##### DOCUMENT TEXT

You need to sign in or sign up before continuing.
  • Dave Hansen's avatar
    mm/mempolicy: add MPOL_PREFERRED_MANY for multiple preferred nodes · b27abacc
    Dave Hansen authored
    Patch series "Introduce multi-preference mempolicy", v7.
    
    This patch series introduces the concept of the MPOL_PREFERRED_MANY
    mempolicy.  This mempolicy mode can be used with either the
    set_mempolicy(2) or mbind(2) interfaces.  Like the MPOL_PREFERRED
    interface, it allows an application to set a preference for nodes which
    will fulfil memory allocation requests.  Unlike the MPOL_PREFERRED mode,
    it takes a set of nodes.  Like the MPOL_BIND interface, it works over a
    set of nodes.  Unlike MPOL_BIND, it will not cause a SIGSEGV or invoke the
    OOM killer if those preferred nodes are not available.
    
    Along with these patches are patches for libnuma, numactl, numademo, and
    memhog.  They still need some polish, but can be found here:
    https://gitlab.com/bwidawsk/numactl/-/tree/prefer-many It allows new
    usage: `numactl -P 0,3,4`
    
    The goal of the new mode is to enable some use-cases when using tiered memory
    usage models which I've lovingly named.
    
    1a. The Hare - The interconnect is fast enough to meet bandwidth and
        latency requirements allowing preference to be given to all nodes with
        "fast" memory.
    1b. The Indiscriminate Hare - An application knows it wants fast
        memory (or perhaps slow memory), but doesn't care which node it runs
        on.  The application can prefer a set of nodes and then xpu bind to
        the local node (cpu, accelerator, etc).  This reverses the nodes are
        chosen today where the kernel attempts to use local memory to the CPU
        whenever possible.  This will attempt to use the local accelerator to
        the memory.
    2.  The Tortoise - The administrator (or the application itself) is
        aware it only needs slow memory, and so can prefer that.
    
    Much of this is almost achievable with the bind interface, but the bind
    interface suffers from an inability to fallback to another set of nodes if
    binding fails to all nodes in the nodemask.
    
    Like MPOL_BIND a nodemask is given. Inherently this removes ordering from the
    preference.
    
    > /* Set first two nodes as preferred in an 8 node system. */
    > const unsigned long nodes = 0x3
    > set_mempolicy(MPOL_PREFER_MANY, &nodes, 8);
    
    > /* Mimic interleave policy, but have fallback *.
    > const unsigned long nodes = 0xaa
    > set_mempolicy(MPOL_PREFER_MANY, &nodes, 8);
    
    Some internal discussion took place around the interface. There are two
    alternatives which we have discussed, plus one I stuck in:
    
    1. Ordered list of nodes.  Currently it's believed that the added
       complexity is nod needed for expected usecases.
    2. A flag for bind to allow falling back to other nodes.  This
       confuses the notion of binding and is less flexible than the current
       solution.
    3. Create flags or new modes that helps with some ordering.  This
       offers both a friendlier API as well as a solution for more customized
       usage.  It's unknown if it's worth the complexity to support this.

##########
##### RECORDS

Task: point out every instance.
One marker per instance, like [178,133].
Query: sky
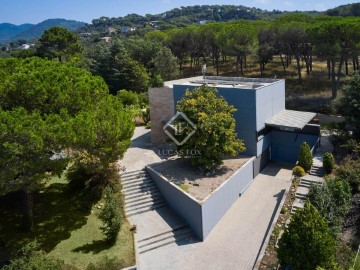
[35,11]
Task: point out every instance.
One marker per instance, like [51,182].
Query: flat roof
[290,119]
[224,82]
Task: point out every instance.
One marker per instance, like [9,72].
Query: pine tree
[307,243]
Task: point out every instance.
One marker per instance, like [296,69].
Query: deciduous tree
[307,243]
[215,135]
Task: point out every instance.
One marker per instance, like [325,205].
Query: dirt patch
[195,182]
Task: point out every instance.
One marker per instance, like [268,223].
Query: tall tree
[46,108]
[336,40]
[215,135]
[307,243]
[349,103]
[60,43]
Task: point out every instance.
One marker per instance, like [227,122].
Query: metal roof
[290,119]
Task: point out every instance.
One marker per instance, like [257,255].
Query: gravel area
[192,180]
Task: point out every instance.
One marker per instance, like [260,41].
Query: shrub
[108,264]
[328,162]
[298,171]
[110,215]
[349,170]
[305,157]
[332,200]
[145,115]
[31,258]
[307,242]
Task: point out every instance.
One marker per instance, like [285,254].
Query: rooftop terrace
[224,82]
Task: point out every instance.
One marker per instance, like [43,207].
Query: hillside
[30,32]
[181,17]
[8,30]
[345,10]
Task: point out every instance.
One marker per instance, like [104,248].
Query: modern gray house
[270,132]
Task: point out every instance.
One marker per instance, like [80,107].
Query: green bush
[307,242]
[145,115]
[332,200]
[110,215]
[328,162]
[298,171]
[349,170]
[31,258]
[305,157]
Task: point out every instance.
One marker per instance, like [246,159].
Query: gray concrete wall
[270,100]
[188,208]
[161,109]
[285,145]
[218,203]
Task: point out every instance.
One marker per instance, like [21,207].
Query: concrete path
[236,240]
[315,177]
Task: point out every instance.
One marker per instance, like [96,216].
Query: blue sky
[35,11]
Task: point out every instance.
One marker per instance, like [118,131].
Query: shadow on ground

##########

▸ COMPLETE THE FOLLOWING:
1 - In the MPOL_PREFERRED_MANY patch description, what does the new mode avoid doing, unlike MPOL_BIND, when the preferred nodes are not available?
2 - Resume the MPOL_PREFERRED_MANY patch description, picking up right after its final sentence.

▸ EXPECTED RESULTS:
1 - It does not cause a SIGSEGV or invoke the OOM killer.

2 -
       Here is sample code for how this might work:
    
    > // Prefer specific nodes for some something wacky
    > set_mempolicy(MPOL_PREFER_MANY, 0x17c, 1024);
    >
    > // Default
    > set_mempolicy(MPOL_PREFER_MANY | MPOL_F_PREFER_ORDER_SOCKET, NULL, 0);
    > // which is the same as
    > set_mempolicy(MPOL_DEFAULT, NULL, 0);
    >
    > // The Hare
    > set_mempolicy(MPOL_PREFER_MANY | MPOL_F_PREFER_ORDER_TYPE, NULL, 0);
    >
    > // The Tortoise
    > set_mempolicy(MPOL_PREFER_MANY | MPOL_F_PREFER_ORDER_TYPE_REV, NULL, 0);
    >
    > // Prefer the fast memory of the first two sockets
    > set_mempolicy(MPOL_PREFER_MANY | MPOL_F_PREFER_ORDER_TYPE, -1, 2);
    >
    
    This patch (of 5):
    
    The NUMA APIs currently allow passing in a "preferred node" as a single
    bit set in a nodemask.  If more than one bit it set, bits after the first
    are ignored.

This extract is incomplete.